◆ **WRITTEN EXERCISE**:
Put the lines below into a numbered list, leaving out any blank lines and omitting the pictures from your answer.

--- START RECORDS TO USE ---

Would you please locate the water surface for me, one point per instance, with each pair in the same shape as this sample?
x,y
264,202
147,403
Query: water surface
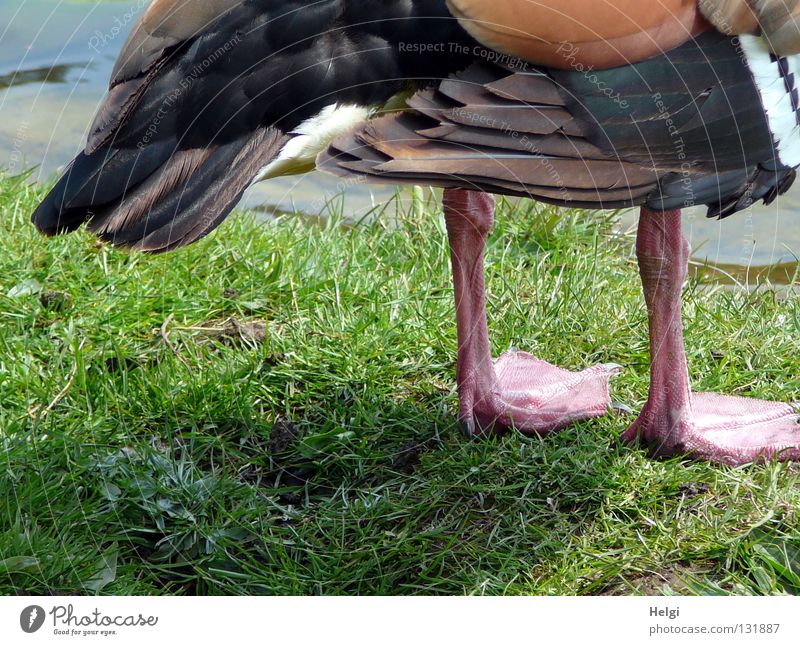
x,y
55,60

--- END RECORDS TO USE ---

◆ **SOLVED PROBLEM**:
1. Would you please locate the water surface for me, one point per instance, with each pair in the same shape as this sample?
2. x,y
3. 264,202
4. 147,403
5. Query: water surface
6. x,y
7. 55,60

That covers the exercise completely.